Referring expression grounding data:
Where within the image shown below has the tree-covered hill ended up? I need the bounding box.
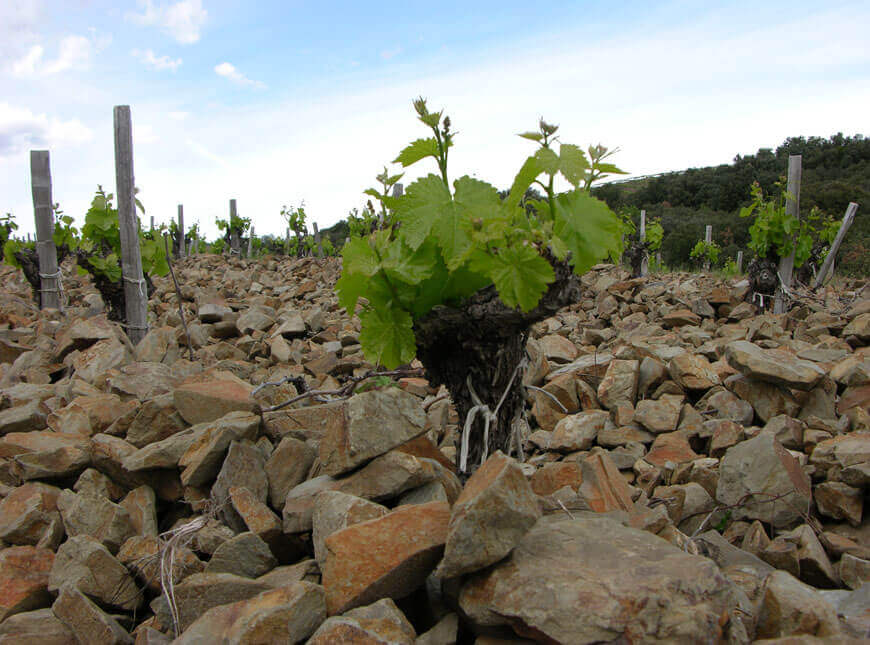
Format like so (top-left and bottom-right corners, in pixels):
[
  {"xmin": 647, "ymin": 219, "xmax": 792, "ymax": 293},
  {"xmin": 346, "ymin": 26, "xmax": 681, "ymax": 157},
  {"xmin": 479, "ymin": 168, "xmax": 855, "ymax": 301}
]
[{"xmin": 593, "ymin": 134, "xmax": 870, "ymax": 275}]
==
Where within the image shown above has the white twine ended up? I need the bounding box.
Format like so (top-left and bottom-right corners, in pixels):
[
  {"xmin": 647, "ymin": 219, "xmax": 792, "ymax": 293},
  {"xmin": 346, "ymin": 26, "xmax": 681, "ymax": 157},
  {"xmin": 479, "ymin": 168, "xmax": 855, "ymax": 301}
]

**Goal of the exercise**
Of all the lines in the data, count those that contain "need" and give that figure with nothing else.

**Solution to this exercise**
2